Exercise task:
Rename "litter bin" to "trash can" in the data from its start through the line with "M163 86L171 86L172 76L166 74L162 79Z", and reproduce those lines with nothing else changed. Leave the pictures out.

Excerpted data:
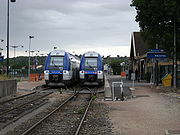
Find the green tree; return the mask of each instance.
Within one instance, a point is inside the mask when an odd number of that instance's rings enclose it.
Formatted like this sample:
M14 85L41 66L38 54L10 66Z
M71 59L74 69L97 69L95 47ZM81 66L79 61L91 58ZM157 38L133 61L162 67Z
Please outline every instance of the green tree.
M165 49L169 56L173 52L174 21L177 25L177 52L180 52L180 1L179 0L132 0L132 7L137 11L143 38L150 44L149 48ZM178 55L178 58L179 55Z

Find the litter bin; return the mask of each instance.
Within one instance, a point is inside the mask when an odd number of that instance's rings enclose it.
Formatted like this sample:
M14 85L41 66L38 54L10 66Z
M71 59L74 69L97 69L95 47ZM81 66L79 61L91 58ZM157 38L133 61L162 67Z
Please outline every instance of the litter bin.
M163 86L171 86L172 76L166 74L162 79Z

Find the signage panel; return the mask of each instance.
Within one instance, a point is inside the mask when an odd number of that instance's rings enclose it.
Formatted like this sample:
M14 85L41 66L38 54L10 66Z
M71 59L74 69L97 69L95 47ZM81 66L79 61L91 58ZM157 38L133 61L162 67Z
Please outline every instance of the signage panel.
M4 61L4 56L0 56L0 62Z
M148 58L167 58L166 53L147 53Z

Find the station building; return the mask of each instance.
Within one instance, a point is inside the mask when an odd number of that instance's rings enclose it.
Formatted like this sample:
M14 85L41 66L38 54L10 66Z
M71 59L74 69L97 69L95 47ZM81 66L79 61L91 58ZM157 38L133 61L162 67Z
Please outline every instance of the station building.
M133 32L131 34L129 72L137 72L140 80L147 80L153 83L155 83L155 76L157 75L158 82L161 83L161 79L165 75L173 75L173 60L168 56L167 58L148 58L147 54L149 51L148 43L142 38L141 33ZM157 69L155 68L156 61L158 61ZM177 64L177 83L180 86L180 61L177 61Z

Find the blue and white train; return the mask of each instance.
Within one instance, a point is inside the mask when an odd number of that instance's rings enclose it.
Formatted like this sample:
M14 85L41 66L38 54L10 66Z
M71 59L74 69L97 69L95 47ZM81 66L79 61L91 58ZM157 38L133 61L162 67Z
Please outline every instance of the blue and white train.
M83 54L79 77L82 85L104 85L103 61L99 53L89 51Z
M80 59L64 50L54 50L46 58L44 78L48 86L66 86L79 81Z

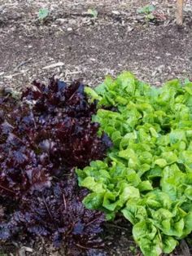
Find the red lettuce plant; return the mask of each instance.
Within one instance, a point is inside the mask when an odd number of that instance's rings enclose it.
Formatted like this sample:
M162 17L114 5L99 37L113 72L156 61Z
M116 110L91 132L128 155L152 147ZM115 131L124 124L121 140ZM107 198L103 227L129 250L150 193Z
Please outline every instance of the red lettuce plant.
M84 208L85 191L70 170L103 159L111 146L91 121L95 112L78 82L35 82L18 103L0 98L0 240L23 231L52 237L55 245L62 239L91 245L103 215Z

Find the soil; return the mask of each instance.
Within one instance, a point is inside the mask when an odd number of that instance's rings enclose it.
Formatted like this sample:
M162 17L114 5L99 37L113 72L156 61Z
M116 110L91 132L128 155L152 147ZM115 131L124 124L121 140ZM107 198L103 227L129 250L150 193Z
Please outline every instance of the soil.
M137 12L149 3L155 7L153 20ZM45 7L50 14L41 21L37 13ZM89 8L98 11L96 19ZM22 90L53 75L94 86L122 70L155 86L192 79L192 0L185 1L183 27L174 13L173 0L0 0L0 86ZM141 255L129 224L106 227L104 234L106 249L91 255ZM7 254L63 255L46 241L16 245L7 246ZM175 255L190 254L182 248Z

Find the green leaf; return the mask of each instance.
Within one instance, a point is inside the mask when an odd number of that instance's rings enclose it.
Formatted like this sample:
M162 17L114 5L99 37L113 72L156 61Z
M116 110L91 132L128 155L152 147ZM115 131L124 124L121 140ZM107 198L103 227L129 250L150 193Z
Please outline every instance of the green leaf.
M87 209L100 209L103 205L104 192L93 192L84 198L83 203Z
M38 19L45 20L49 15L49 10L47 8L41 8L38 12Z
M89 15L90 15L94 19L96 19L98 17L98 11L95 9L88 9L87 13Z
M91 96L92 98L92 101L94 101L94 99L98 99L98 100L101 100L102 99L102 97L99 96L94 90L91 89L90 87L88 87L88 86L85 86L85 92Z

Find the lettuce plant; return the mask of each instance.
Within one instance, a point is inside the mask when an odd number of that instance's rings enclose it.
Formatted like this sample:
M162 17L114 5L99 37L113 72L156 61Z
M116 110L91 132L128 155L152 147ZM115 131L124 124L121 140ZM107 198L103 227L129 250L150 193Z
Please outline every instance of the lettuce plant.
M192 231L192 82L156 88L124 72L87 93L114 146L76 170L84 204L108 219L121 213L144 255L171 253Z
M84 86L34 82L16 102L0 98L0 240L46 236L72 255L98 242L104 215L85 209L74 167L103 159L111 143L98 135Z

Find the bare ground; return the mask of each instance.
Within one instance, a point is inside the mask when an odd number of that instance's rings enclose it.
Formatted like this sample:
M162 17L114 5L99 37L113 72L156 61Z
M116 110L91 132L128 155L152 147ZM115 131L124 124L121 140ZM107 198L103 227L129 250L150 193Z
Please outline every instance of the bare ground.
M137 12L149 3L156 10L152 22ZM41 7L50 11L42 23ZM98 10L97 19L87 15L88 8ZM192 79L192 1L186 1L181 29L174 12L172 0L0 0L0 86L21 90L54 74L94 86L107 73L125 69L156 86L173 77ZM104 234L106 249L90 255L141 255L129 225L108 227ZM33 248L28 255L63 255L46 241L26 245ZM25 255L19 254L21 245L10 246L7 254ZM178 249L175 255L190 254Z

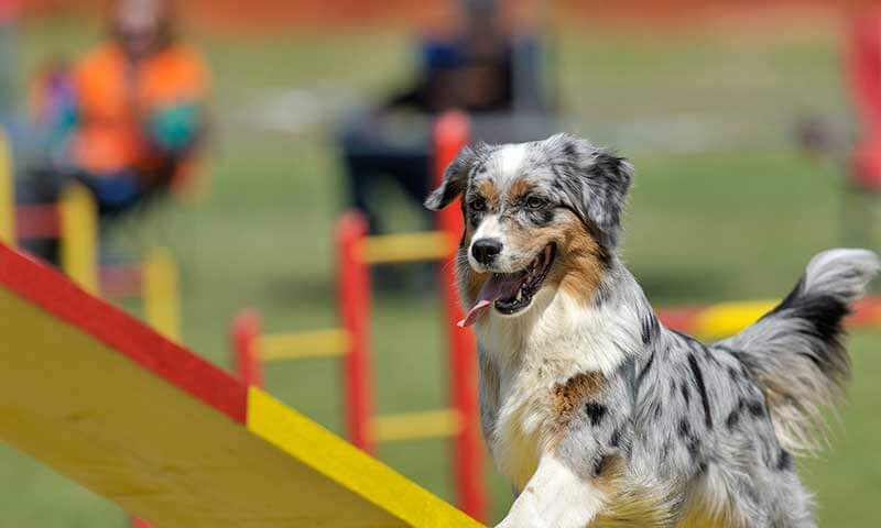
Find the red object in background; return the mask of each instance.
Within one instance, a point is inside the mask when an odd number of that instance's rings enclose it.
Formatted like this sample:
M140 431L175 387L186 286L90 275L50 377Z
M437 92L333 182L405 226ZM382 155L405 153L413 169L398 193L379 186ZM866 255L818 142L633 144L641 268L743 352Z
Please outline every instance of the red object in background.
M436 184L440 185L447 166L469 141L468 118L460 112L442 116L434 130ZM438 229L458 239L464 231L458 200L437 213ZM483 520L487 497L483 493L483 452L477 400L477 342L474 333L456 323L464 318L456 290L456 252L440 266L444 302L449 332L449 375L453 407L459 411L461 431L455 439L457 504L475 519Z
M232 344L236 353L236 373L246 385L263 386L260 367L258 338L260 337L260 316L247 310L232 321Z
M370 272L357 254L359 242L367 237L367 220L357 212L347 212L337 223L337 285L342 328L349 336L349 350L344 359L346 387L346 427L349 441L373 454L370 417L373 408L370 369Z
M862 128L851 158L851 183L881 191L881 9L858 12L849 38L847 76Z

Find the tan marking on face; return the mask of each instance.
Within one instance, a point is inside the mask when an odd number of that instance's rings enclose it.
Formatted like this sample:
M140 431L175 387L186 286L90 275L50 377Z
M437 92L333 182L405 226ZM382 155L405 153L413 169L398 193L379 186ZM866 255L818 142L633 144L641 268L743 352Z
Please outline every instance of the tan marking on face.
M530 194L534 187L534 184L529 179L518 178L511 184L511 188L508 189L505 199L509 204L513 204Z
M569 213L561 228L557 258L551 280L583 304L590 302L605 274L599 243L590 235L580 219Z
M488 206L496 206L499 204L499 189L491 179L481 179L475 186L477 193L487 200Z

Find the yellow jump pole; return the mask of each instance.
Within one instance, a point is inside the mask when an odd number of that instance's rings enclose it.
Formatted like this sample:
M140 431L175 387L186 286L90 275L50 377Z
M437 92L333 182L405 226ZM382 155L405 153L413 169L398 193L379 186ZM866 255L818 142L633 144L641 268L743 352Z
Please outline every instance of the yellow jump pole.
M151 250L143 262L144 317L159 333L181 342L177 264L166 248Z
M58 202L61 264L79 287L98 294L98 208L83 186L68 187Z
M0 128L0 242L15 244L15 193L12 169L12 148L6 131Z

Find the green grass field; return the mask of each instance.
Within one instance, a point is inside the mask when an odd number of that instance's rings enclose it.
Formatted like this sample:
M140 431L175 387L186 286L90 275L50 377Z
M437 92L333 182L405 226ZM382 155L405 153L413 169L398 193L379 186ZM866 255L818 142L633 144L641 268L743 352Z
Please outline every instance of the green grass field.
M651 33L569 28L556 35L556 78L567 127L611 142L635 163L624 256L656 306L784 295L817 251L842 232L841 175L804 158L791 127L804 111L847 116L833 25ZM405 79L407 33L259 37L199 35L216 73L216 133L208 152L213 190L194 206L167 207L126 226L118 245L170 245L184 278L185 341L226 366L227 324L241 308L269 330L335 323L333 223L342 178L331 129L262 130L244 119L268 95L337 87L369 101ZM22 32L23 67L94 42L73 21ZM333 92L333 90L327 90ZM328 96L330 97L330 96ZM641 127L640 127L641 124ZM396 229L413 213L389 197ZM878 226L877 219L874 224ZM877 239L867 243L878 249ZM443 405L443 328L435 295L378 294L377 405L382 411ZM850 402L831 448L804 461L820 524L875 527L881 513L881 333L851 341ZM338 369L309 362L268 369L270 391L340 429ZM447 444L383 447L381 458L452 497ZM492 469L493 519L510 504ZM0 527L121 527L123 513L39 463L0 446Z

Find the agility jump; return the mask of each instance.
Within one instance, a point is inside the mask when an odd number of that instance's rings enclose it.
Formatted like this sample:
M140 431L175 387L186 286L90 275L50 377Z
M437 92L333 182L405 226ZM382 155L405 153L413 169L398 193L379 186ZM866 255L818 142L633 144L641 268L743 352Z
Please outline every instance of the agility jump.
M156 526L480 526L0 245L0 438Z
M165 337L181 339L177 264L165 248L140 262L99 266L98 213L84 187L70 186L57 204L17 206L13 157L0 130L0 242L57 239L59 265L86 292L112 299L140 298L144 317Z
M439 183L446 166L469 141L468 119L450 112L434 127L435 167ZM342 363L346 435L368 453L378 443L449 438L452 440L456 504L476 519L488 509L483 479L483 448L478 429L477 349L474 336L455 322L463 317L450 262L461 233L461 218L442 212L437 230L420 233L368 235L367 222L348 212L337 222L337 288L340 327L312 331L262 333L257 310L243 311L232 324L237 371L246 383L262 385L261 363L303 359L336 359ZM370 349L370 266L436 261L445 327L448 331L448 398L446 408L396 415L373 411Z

Solution to this exercise:
Find the green tree; return the mask of each instance.
Within one instance, a point is inside the mask when an odd number of that instance's rings enclose it.
Formatted like this sample:
M14 85L41 66L38 54L10 66Z
M71 59L74 69L97 69L95 47ZM81 66L79 61L91 58ZM157 38L133 61L162 67Z
Please outline every instance of the green tree.
M165 49L169 56L173 52L174 21L177 25L177 52L180 52L180 1L179 0L132 0L132 7L137 11L143 38L150 44L149 48ZM178 55L178 58L179 55Z

Find the trash can; return the mask of each instance.
Within one instance, a point is inside the mask when an odd number of that instance's rings enclose it.
Formatted like this sample:
M14 85L41 66L38 54L10 66Z
M71 59L74 69L97 69L95 47ZM81 66L79 61L91 58ZM157 38L133 61L162 67Z
Please outline every instance of the trash can.
M163 86L171 86L172 76L166 74L162 79Z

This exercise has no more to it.